## Start Document passage

Yes, I realize that ghostscript requires PS to print.  I usually print
PDF's from inside PDF-viewer applications.  However, I have never been
comfortable that users are going to have the identical fonts with the
same font metrics.  If people stay with the standard Adobe 35 fonts, is
that safe?

My book had 52 fonts.  Hard to imagine how anyone could use the PS file
for the book.

>
> > The other nifty feature of PDF files is bookmarks.  They are pdfmarks
> > placed in the PS file which generates a bookmarks lists in Adobe
> > Acrobat.  I find it allows people to jump around in the text much
> > quicker.  I used it in the PDF version of my book.  It is automatically
> > generated by LaTeX for every Chapter/Section in the book.  Not sure if
> > you can do that with Applixware.
>
> If you use pdfjadetex then you'll get internal links.  There's an example
> I just created at <http://www.postgresql.org/~petere/user.pdf>.
> (Coincidentally, I've just spent the afternoon upgrading jadetex and
> butchering my TeX installation to enlarge the internal tables.)  The
> quality is okay, but it's not something I would sell.  The line breaking
> has serious problems with long words (URLs, filenames), and some tables
> are way beyond good and evil.

## End Document passage
## Start Dataset entries

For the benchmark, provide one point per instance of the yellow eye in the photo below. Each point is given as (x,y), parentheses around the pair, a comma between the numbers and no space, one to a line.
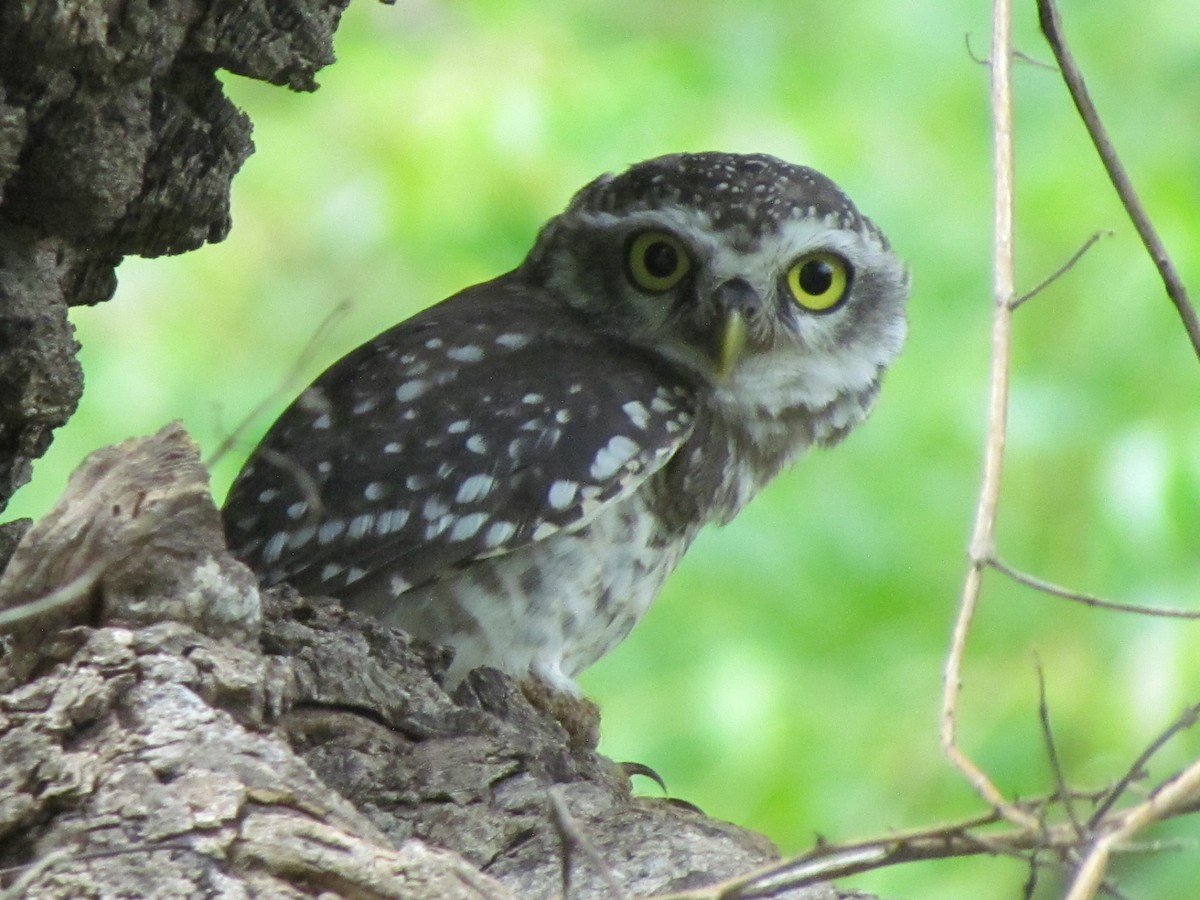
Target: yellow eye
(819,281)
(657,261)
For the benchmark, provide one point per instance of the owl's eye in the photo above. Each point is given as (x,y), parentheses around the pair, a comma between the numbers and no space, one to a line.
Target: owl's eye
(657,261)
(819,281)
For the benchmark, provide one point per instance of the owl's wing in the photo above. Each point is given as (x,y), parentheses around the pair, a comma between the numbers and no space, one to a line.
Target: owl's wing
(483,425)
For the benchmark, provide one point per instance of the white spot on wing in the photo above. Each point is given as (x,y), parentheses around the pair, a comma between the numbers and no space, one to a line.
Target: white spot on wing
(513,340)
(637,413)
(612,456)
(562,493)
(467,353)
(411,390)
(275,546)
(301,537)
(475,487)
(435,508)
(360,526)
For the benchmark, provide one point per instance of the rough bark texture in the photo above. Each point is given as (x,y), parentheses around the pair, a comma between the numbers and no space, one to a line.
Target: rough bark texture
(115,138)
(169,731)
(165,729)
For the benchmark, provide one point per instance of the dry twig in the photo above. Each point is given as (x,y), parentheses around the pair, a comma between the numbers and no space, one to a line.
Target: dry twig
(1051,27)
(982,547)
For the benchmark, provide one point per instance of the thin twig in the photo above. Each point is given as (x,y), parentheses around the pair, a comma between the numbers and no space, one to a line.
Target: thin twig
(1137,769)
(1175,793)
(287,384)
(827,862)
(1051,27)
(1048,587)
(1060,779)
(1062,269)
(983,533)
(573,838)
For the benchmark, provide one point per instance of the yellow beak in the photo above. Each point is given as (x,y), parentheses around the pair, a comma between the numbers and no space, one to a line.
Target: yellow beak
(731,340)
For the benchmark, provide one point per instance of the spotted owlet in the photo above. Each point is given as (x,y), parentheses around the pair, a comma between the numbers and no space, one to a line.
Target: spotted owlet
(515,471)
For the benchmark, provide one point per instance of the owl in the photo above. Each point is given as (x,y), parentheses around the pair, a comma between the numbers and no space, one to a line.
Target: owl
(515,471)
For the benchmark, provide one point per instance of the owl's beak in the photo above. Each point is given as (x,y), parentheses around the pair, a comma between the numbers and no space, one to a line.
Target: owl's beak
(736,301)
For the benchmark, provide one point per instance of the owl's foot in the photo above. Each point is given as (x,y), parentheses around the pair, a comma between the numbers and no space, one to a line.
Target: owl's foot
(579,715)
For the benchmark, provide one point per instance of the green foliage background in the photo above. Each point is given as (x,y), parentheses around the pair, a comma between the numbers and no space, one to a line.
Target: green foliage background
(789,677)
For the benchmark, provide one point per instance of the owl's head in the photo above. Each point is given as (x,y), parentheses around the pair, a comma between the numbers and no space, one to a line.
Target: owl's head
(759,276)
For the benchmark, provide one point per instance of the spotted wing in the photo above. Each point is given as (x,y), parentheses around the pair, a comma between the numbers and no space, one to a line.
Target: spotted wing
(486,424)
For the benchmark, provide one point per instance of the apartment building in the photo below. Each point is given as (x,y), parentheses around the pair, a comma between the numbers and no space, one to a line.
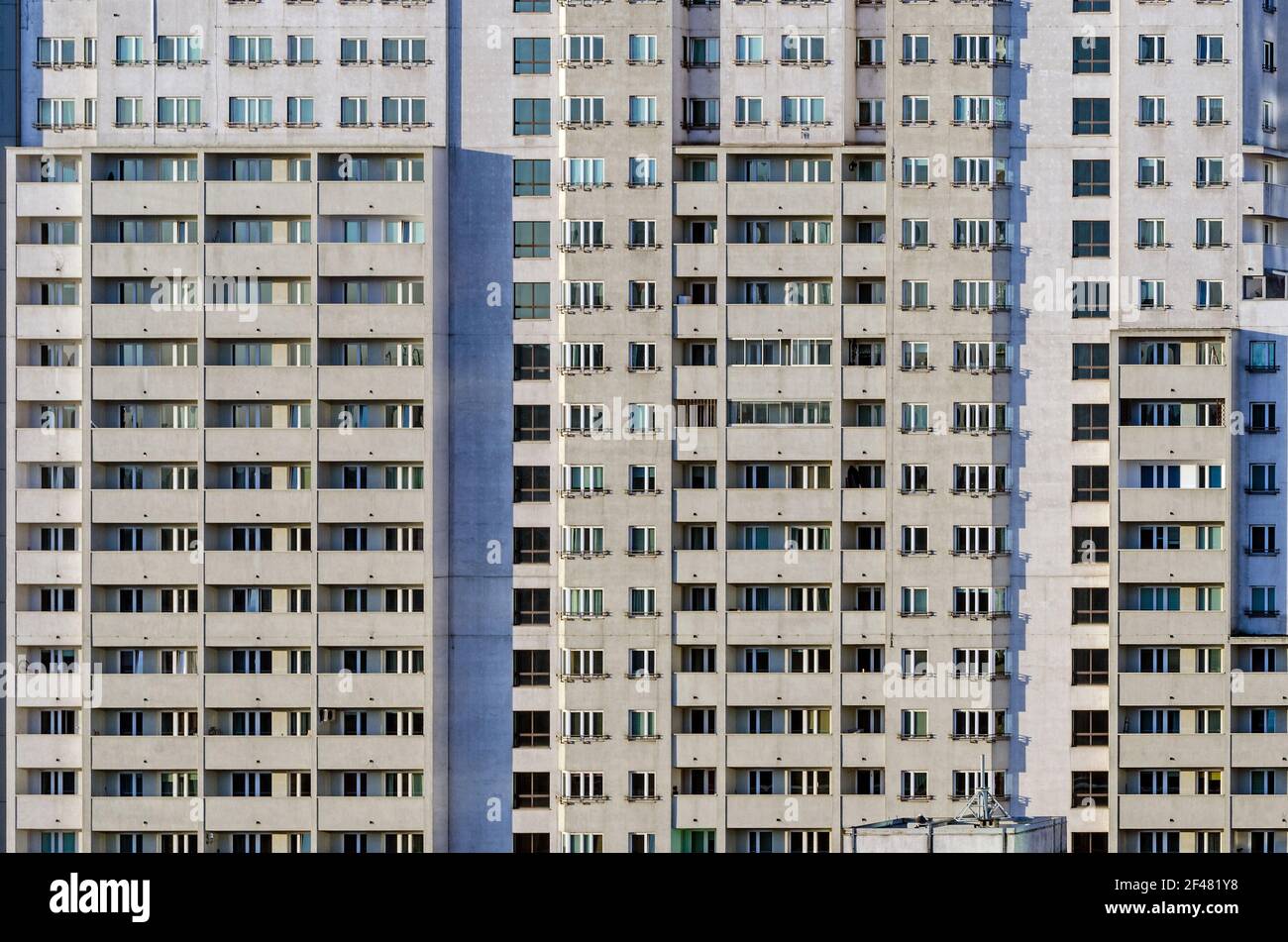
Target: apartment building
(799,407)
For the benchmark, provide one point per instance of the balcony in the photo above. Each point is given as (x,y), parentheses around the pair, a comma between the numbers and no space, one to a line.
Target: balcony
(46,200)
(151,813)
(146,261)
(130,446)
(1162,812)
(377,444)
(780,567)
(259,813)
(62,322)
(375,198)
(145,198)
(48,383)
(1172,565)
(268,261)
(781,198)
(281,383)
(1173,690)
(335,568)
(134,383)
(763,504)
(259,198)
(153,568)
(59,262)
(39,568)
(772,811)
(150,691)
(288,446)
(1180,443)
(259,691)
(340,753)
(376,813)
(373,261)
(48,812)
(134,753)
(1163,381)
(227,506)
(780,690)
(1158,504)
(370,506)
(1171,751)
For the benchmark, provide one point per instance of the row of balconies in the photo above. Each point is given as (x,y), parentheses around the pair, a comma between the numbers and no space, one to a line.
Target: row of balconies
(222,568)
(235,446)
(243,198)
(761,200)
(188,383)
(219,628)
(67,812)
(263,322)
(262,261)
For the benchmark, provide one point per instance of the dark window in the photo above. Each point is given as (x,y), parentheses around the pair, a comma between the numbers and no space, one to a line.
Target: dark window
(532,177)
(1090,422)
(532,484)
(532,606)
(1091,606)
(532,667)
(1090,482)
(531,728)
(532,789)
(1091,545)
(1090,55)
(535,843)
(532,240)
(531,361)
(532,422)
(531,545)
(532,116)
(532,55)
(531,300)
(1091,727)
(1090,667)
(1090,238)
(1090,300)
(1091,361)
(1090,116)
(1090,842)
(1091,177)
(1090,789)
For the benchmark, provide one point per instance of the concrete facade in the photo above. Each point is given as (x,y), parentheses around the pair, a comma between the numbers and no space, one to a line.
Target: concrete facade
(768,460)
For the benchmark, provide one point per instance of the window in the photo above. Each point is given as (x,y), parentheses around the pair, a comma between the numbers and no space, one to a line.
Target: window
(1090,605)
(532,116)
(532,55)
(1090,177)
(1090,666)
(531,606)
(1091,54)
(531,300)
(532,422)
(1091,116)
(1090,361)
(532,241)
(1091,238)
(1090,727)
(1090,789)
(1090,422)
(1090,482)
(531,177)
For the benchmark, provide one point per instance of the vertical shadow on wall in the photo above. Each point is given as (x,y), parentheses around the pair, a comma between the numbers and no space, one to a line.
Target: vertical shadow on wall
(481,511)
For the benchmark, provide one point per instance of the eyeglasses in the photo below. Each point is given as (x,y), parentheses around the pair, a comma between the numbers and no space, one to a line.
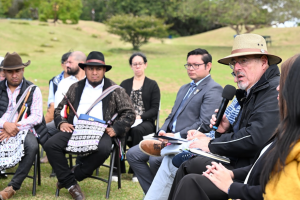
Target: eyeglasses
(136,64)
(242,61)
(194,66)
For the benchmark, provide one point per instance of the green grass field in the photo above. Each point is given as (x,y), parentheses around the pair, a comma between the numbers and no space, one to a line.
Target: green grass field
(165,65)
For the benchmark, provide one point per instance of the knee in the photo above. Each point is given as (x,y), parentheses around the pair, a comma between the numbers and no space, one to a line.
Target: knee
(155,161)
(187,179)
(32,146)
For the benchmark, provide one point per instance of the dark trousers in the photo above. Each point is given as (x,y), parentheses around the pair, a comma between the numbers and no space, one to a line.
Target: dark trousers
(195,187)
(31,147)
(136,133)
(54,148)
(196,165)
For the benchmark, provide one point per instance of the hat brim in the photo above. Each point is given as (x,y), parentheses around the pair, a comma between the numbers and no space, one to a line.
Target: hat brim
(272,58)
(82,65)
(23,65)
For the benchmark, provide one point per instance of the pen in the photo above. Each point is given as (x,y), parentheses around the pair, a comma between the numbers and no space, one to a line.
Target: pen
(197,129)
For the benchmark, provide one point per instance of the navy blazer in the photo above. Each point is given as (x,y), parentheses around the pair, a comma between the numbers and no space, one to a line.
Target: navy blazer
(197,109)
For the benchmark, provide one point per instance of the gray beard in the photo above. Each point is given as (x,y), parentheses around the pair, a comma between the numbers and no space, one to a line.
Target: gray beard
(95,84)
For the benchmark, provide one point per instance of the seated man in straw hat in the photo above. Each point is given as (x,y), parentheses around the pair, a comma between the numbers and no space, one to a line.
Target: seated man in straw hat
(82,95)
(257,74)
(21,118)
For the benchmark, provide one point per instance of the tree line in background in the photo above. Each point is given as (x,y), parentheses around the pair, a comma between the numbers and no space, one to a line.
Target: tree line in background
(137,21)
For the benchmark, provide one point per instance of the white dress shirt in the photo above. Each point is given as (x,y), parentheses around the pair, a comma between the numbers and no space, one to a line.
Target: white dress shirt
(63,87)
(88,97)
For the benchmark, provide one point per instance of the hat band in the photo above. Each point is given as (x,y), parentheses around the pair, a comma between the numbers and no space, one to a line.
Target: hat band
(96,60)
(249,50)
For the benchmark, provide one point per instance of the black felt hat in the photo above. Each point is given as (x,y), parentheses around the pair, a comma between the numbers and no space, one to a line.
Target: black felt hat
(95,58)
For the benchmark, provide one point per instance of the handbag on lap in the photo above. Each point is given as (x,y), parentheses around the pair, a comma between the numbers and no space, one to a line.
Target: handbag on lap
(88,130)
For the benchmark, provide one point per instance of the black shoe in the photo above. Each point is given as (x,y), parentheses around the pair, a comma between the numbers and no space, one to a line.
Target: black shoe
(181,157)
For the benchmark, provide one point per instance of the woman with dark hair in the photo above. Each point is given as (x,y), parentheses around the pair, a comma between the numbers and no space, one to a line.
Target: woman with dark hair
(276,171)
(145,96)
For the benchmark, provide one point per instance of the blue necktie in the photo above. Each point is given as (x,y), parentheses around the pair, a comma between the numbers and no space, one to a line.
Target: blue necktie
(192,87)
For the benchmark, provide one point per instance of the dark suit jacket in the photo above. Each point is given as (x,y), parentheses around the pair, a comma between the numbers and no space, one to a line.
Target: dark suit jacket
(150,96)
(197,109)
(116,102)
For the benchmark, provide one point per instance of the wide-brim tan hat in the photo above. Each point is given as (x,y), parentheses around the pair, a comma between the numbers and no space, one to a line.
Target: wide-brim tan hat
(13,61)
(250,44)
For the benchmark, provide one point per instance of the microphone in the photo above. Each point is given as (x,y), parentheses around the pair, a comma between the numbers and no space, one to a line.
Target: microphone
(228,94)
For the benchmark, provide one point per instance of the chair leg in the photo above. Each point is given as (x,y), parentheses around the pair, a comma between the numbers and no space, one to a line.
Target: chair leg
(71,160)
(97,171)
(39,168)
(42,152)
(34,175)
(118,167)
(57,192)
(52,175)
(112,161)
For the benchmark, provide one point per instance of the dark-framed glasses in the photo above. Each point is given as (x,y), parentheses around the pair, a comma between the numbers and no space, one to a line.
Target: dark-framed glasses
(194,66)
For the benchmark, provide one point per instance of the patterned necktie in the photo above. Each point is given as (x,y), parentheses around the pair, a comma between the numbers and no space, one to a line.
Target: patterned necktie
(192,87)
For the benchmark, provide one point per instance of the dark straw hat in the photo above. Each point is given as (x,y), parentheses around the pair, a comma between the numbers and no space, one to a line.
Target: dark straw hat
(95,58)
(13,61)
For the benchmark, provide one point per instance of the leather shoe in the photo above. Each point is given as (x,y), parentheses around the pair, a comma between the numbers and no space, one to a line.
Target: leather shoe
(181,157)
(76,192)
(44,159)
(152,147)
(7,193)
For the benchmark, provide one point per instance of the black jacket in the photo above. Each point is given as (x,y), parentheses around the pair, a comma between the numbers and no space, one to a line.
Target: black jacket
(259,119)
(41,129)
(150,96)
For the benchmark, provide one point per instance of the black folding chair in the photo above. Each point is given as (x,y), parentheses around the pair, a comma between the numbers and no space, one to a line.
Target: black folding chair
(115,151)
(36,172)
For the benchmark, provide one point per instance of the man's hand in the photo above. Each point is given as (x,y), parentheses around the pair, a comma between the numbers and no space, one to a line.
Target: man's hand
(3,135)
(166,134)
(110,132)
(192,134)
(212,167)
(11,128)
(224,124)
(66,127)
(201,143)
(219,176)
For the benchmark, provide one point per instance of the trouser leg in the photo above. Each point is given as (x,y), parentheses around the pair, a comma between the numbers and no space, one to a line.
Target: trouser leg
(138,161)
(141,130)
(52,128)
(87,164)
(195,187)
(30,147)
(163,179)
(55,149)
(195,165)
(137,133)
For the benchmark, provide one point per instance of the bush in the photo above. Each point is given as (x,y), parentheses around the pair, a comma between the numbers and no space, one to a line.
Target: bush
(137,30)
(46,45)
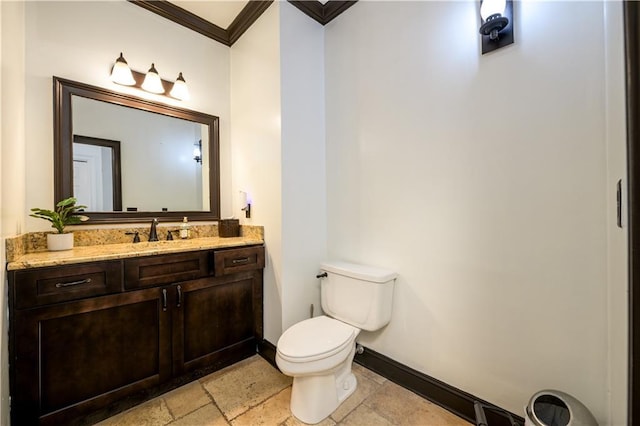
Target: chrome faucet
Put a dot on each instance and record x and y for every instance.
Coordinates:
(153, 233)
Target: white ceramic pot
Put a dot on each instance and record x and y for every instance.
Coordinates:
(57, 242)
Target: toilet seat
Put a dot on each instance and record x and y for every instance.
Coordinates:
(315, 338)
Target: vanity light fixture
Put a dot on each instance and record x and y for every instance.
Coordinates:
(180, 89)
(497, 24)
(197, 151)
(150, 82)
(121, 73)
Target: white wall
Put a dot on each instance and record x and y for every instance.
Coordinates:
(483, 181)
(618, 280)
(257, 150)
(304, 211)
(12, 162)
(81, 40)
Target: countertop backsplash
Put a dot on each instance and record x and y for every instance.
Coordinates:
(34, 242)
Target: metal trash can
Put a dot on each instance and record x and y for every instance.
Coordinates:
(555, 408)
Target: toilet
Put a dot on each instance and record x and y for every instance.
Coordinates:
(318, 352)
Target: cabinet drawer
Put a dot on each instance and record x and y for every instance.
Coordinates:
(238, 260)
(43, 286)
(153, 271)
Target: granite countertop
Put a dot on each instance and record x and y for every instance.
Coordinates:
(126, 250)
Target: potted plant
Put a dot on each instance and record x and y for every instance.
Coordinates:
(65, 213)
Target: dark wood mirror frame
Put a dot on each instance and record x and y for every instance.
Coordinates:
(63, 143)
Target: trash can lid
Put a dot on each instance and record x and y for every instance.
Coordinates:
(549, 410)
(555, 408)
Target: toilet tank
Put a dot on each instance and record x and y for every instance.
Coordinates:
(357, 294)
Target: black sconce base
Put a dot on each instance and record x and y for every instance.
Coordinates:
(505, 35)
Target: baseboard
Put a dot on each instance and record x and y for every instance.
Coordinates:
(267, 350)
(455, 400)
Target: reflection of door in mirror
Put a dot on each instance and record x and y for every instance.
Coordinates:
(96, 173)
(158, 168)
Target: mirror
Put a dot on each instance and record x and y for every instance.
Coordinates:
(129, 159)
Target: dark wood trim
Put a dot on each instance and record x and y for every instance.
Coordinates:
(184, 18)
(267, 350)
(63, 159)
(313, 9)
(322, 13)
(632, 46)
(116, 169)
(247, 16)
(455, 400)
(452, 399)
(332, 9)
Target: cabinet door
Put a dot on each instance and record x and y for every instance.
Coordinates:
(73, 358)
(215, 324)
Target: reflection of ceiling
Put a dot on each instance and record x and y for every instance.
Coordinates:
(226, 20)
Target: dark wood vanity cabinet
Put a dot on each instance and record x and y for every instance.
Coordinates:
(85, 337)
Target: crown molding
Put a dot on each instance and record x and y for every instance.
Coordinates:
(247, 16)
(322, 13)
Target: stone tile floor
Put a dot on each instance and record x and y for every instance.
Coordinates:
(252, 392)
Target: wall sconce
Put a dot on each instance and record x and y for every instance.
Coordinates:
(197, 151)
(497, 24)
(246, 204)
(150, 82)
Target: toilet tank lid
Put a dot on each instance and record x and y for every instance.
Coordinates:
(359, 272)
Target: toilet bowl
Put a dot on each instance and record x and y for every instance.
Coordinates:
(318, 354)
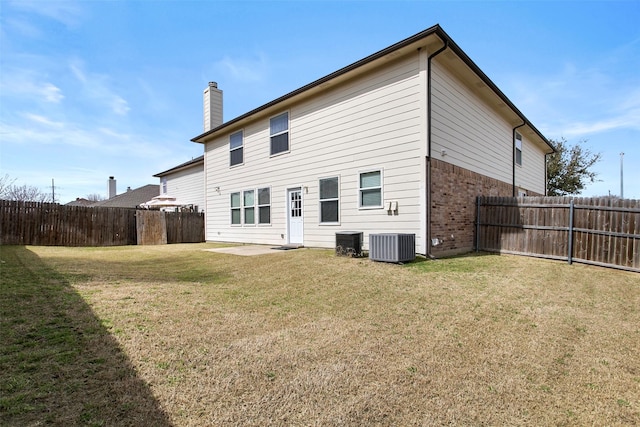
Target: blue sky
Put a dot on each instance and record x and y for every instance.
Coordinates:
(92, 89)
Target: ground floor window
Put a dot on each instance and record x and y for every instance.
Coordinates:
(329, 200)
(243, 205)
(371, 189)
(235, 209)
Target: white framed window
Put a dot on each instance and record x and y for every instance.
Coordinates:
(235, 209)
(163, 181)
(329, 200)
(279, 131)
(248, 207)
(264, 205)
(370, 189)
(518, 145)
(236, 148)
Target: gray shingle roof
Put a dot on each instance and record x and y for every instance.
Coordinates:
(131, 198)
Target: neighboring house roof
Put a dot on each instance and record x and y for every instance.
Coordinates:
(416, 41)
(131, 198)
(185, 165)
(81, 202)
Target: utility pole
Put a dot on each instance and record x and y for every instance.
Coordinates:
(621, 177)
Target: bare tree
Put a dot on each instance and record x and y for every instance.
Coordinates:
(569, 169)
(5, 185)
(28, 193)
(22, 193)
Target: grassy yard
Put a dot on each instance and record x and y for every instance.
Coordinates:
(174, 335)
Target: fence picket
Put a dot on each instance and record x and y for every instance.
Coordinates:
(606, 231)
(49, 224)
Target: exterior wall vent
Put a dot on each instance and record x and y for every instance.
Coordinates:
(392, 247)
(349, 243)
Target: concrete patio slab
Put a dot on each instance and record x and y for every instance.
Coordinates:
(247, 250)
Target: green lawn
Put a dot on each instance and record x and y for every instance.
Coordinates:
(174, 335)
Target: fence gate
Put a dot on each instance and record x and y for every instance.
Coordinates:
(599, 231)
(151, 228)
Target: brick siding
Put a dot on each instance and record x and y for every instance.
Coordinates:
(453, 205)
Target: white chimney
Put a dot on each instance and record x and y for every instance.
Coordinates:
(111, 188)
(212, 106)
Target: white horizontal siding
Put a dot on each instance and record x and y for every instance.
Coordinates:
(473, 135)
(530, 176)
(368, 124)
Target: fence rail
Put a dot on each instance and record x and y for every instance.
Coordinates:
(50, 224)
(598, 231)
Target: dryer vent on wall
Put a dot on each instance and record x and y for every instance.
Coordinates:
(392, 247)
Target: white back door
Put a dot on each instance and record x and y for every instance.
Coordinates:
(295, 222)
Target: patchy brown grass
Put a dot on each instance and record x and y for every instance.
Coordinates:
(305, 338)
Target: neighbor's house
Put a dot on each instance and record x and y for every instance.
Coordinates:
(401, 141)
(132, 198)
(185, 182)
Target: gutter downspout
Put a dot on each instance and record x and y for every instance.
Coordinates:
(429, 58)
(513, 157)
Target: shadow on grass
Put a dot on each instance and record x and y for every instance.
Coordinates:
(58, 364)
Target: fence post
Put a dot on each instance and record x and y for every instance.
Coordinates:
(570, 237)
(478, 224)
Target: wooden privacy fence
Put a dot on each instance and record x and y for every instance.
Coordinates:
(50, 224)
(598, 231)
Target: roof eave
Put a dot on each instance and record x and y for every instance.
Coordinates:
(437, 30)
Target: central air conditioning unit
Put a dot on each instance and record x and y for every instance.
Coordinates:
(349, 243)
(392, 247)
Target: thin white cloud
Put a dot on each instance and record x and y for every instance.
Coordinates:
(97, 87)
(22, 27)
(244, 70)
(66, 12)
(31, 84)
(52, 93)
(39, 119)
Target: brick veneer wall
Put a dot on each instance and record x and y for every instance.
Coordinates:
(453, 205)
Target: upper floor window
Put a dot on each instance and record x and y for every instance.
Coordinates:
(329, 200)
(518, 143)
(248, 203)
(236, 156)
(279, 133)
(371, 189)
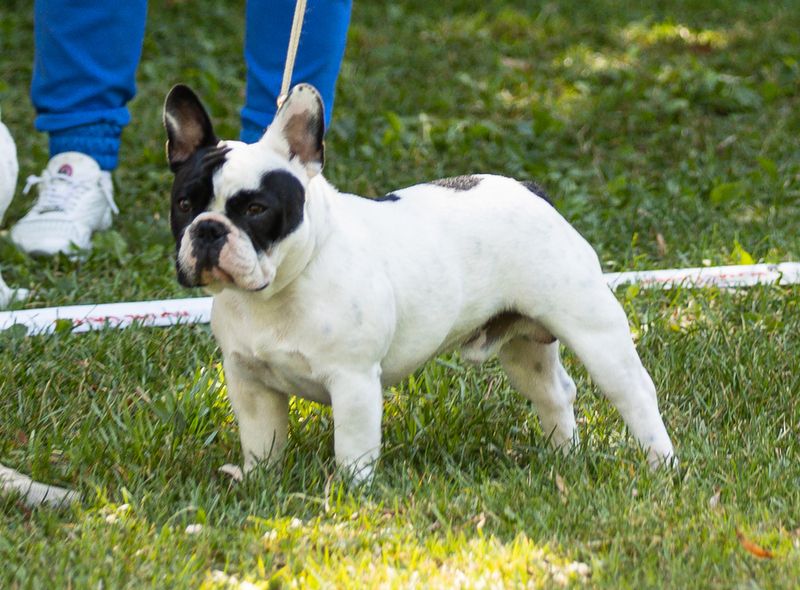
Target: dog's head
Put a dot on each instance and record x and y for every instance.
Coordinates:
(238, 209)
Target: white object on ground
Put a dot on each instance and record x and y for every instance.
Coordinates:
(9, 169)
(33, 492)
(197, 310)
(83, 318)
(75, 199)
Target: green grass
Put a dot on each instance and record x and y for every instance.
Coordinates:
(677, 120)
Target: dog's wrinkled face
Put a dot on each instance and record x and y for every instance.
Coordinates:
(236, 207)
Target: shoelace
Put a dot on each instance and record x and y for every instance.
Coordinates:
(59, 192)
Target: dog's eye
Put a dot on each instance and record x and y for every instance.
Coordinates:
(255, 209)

## End Dataset entries

> [Task objective]:
Please retype the PDF discussion, everything from "Yes, I realize" down to "for the book.".

> [Result for this task]:
Yes, I realize that ghostscript requires PS to print.  I usually print
PDF's from inside PDF-viewer applications.  However, I have never been
comfortable that users are going to have the identical fonts with the
same font metrics.  If people stay with the standard Adobe 35 fonts, is
that safe?

My book had 52 fonts.  Hard to imagine how anyone could use the PS file
for the book.